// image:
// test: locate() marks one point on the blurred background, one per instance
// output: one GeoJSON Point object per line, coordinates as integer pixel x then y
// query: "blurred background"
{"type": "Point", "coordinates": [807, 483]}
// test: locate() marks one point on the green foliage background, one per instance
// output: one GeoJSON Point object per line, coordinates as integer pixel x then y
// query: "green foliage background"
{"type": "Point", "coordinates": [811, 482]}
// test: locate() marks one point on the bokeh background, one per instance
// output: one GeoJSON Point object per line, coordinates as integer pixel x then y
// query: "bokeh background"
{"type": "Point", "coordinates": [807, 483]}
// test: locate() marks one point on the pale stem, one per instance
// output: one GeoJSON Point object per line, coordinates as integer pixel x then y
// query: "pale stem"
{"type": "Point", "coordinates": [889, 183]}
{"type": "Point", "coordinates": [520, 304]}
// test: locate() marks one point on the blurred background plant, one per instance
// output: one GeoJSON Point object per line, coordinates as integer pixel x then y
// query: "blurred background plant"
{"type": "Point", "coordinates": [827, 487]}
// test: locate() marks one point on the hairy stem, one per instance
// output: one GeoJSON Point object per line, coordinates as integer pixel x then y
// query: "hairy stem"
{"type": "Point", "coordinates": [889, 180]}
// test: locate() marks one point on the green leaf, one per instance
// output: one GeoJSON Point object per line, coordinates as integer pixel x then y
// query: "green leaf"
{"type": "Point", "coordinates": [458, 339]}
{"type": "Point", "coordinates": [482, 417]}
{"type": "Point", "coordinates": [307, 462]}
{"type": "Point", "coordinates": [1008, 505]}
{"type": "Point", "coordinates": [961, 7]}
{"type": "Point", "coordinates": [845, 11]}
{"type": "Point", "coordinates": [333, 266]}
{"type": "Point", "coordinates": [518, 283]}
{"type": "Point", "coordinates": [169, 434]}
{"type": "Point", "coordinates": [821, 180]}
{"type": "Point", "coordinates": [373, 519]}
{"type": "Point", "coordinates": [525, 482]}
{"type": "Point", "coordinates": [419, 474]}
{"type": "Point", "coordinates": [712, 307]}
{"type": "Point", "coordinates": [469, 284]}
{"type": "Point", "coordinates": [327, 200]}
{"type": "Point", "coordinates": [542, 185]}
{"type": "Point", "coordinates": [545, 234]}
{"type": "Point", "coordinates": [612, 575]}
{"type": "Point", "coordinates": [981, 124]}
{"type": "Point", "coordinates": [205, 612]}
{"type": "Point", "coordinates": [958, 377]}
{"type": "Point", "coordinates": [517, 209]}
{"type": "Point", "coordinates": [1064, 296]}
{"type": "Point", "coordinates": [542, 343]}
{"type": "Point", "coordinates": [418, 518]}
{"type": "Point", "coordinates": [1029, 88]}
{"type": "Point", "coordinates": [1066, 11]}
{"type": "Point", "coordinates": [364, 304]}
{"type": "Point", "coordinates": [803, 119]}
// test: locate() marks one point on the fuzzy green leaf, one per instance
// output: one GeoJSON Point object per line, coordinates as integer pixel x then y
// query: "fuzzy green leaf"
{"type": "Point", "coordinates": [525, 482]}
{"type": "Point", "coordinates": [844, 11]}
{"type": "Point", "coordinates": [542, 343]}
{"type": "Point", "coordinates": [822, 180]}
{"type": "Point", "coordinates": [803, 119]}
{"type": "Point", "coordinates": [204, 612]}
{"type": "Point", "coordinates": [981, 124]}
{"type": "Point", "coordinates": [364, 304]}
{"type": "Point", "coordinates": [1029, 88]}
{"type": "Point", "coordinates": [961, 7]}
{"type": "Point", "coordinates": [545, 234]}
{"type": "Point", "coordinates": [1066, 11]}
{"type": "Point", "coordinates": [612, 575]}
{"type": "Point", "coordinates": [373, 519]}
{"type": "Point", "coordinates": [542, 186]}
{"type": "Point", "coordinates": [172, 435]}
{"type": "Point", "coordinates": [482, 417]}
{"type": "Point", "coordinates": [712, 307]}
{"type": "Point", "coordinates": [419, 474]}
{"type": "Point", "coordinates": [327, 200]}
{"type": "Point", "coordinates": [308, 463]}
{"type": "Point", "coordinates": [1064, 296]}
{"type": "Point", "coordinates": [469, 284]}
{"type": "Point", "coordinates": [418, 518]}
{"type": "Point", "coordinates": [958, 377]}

########################################

[Exercise instructions]
Line by line, give the material above again exactly.

[Reply to the task]
// image:
// test: locate() marks one point on the blurred background, one per instance
// output: one GeoJSON Point object per line, coordinates as integer pixel x then y
// query: "blurred background"
{"type": "Point", "coordinates": [807, 483]}
// test: locate() marks one point on the green foliage background, one per instance
// output: one GeoJSON Point object per line, coordinates as integer pixel x then y
// query: "green foliage background"
{"type": "Point", "coordinates": [811, 482]}
// test: locate() marks one point on the bokeh background, one per instance
// output: one GeoJSON Point object per line, coordinates as integer pixel x then y
// query: "bokeh background"
{"type": "Point", "coordinates": [807, 483]}
// test: locate() marks one point on the pale stem, one per instance
// output: one GeoJSON Point object per line, coordinates as integer pixel x then y
// query: "pale stem"
{"type": "Point", "coordinates": [889, 183]}
{"type": "Point", "coordinates": [520, 304]}
// test: locate() marks one point on the blurred background plant, one per instance
// output: one GeoJSON Point object per line, coordinates as integer pixel x then y
// query: "blurred background plant"
{"type": "Point", "coordinates": [827, 487]}
// test: locate() marks one point on the hairy stem, one per instance
// output: one GeoJSON Point object per line, coordinates as integer pixel x then y
// query: "hairy stem"
{"type": "Point", "coordinates": [889, 180]}
// test: locate() marks one point on the green leaf, one per instance
// output: one GeoJSON Point object per line, coordinates as integer pixel x then y
// query: "green leaf"
{"type": "Point", "coordinates": [458, 339]}
{"type": "Point", "coordinates": [482, 417]}
{"type": "Point", "coordinates": [307, 462]}
{"type": "Point", "coordinates": [1008, 505]}
{"type": "Point", "coordinates": [961, 7]}
{"type": "Point", "coordinates": [845, 11]}
{"type": "Point", "coordinates": [333, 266]}
{"type": "Point", "coordinates": [518, 283]}
{"type": "Point", "coordinates": [169, 434]}
{"type": "Point", "coordinates": [821, 180]}
{"type": "Point", "coordinates": [373, 519]}
{"type": "Point", "coordinates": [525, 482]}
{"type": "Point", "coordinates": [419, 474]}
{"type": "Point", "coordinates": [712, 307]}
{"type": "Point", "coordinates": [469, 284]}
{"type": "Point", "coordinates": [327, 200]}
{"type": "Point", "coordinates": [542, 185]}
{"type": "Point", "coordinates": [545, 234]}
{"type": "Point", "coordinates": [612, 575]}
{"type": "Point", "coordinates": [981, 124]}
{"type": "Point", "coordinates": [205, 612]}
{"type": "Point", "coordinates": [958, 377]}
{"type": "Point", "coordinates": [517, 209]}
{"type": "Point", "coordinates": [1064, 296]}
{"type": "Point", "coordinates": [542, 343]}
{"type": "Point", "coordinates": [418, 518]}
{"type": "Point", "coordinates": [1029, 88]}
{"type": "Point", "coordinates": [1066, 11]}
{"type": "Point", "coordinates": [364, 304]}
{"type": "Point", "coordinates": [803, 119]}
// test: locate() marks one point on the fuzzy green leaf, one per instance
// output: one GeoJSON Point object per line, coordinates as integer pixel x then y
// query: "fuzzy green leaf"
{"type": "Point", "coordinates": [525, 482]}
{"type": "Point", "coordinates": [844, 11]}
{"type": "Point", "coordinates": [542, 343]}
{"type": "Point", "coordinates": [822, 180]}
{"type": "Point", "coordinates": [803, 119]}
{"type": "Point", "coordinates": [204, 612]}
{"type": "Point", "coordinates": [981, 124]}
{"type": "Point", "coordinates": [364, 304]}
{"type": "Point", "coordinates": [1029, 88]}
{"type": "Point", "coordinates": [961, 7]}
{"type": "Point", "coordinates": [545, 234]}
{"type": "Point", "coordinates": [1066, 11]}
{"type": "Point", "coordinates": [612, 575]}
{"type": "Point", "coordinates": [373, 519]}
{"type": "Point", "coordinates": [542, 186]}
{"type": "Point", "coordinates": [172, 435]}
{"type": "Point", "coordinates": [482, 417]}
{"type": "Point", "coordinates": [712, 307]}
{"type": "Point", "coordinates": [419, 474]}
{"type": "Point", "coordinates": [327, 200]}
{"type": "Point", "coordinates": [308, 463]}
{"type": "Point", "coordinates": [1064, 296]}
{"type": "Point", "coordinates": [469, 284]}
{"type": "Point", "coordinates": [418, 518]}
{"type": "Point", "coordinates": [958, 377]}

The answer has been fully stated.